[Text]:
------------------------------------------------------------

Tuesday, June 15, 2010

Thanks to Sancho


I want to dedicate this post to Sancho.
For the readers and followers whom followed my blog not from the start:
I have a lot to thank to *Sancho (a giant otter cub), *Carolina Vargas and *Jen from Mountain Time blog.



Carolina and her dear friend Sancho

Maybe you will ask yourself why.
Well, if you want to know it then I invite you to read
 this real first post that I have ever written on my blog.
***They once inspired me to learn to work with the computer and to surf on the Internet.
Jen encouraged me to start my own blog.

As you could see in the first real post which I've mentioned above, I've placed two links for you. I hope you will take the time to look at the Youtube. It only shows parts of the documentary that I saw but so you can see what a cute little guy Sancho was.

So now and then I look at the video of the BBC 1 documentary Raising Sancho that I once received from one of Jen's commenters. The story still really touches me and it still gives me teary eyes although I have seen it many times.
I was surely not the only one who was so touched by his story.
You must read the long list of touching comments from all over the world which Jen received on her blog (Mountain Time) under the label: Raising Sancho.

------------------------------------------------------------

[Supplied information]:

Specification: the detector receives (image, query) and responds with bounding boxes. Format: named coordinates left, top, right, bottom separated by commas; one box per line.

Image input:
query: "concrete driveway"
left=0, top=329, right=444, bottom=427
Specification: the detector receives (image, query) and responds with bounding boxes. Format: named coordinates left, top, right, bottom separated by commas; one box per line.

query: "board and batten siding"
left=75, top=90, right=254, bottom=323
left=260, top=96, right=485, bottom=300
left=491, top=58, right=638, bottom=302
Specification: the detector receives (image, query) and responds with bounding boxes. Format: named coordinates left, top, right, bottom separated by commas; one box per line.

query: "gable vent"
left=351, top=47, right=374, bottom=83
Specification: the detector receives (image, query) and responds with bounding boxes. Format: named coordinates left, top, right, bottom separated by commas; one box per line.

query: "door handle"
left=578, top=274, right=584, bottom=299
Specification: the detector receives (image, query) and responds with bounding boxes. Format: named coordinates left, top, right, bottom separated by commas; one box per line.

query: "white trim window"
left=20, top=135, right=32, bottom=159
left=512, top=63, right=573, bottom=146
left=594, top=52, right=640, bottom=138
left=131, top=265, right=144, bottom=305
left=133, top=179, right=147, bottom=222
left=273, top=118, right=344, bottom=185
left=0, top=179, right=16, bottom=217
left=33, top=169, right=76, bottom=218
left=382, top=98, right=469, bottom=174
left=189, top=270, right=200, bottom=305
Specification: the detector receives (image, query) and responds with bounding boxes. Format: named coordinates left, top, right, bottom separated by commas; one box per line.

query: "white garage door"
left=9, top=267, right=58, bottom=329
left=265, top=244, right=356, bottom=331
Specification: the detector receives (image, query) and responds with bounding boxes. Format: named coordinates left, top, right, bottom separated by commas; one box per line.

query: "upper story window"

------------------------------------------------------------

[What to work on]:
• A. Copy the Sancho blog post starting at "As you could" and ending at "label: Raising Sancho.".
• B. What kind of animal is Sancho, according to the Sancho blog post?
• C. Write what comes next in the Sancho blog post, picking up after its last sentence.
The records have nothing to do with what comes next.

[Expected results]:
• A.
As you could see in the first real post which I've mentioned above, I've placed two links for you. I hope you will take the time to look at the Youtube. It only shows parts of the documentary that I saw but so you can see what a cute little guy Sancho was.

So now and then I look at the video of the BBC 1 documentary Raising Sancho that I once received from one of Jen's commenters. The story still really touches me and it still gives me teary eyes although I have seen it many times.
I was surely not the only one who was so touched by his story.
You must read the long list of touching comments from all over the world which Jen received on her blog (Mountain Time) under the label: Raising Sancho.

• B. A giant otter cub.

• C.
This is what Jen wrote about him in her post of April 7 this year. I quote: “Even though I went through two boxes of tissues in the week after I first saw the show two-and-a-half years ago, Sancho still reverberates in my life today. I feel so strongly that Carolina and Sancho's story offers not just a deeply admirable example of human interaction with wildlife, but powerful lessons about life, risk, loss, and letting go”.
She said it so beautiful!
And yes, Sancho still reverberates in my life today too, I will remember him for always.


Without him I would never have started a blog.



And now – I'm still here – more than two-and-a-half years later and also older.
I'm now much more experienced in blogging and I'm really enjoying myself. I know that my English grammar is not yet perfect, although I think it has improved a little. My weakest points are still my sentence structure and also my conjugations could be better. Sometimes it isn't easy for me to conjugate the verbs because in English it's a lot different than in Dutch. In Dutch we use the tenses in a whole other manner. (Too difficult for me to explain it to you.:)
Knowing my shortcomings I often think on the quote that a dear blogger friend once used for her header.


It said: Use what talent you possess: the woods would be very silent if no birds sang except those that sang best.
(Henry van dyke).
If you don't mind, I will sing in the background choir!:):)

However, now I manage two blogs. I have built a new nest for Pipke and yes – I'm a little proud at it. I think that I can say that it became a better and more beautiful place for her than the first nest.

Oh folks, I really don't know what I would have done without my blogs, it really works as a therapy for me.
That I can write about Pipke gives me now a new purpose in my life.
I'm really grateful that you are here to read and follow her story.
This all I have to thank to Sancho.
That his memory may linger on!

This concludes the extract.